Problem details
Could you return all of the entries word for word, minus any pictures?
*** Raw data Section Begins ***
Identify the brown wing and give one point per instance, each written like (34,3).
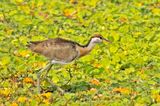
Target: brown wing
(55,49)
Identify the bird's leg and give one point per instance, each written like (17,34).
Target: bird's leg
(54,85)
(48,67)
(70,75)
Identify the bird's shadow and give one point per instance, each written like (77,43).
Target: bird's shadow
(72,88)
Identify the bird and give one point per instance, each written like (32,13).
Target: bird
(62,51)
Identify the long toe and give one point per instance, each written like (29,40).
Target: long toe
(61,91)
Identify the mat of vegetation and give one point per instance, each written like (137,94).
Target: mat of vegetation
(126,72)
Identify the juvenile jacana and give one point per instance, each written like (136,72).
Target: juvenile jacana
(61,51)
*** Raw data Section Ends ***
Written answer
Identify the brown wing and give one point per instance, each written like (34,3).
Target: brown wing
(55,49)
Identify the bird's leg and give one point per instance, each written like (17,34).
Target: bird's leg
(54,85)
(48,67)
(70,75)
Identify the bird's shadow and give one point per instance, each written like (77,43).
Target: bird's shadow
(72,88)
Identify the bird and give one point per instance, each written like (32,13).
Target: bird
(62,51)
Identify the long toe and give one point per instance, each written like (29,40).
Target: long toe
(61,91)
Identify the mat of vegetation and give one point per instance, each written like (137,94).
Target: mat of vegetation
(126,72)
Identify the juvenile jacana and give one point per instance, each written like (136,72).
Target: juvenile jacana
(61,51)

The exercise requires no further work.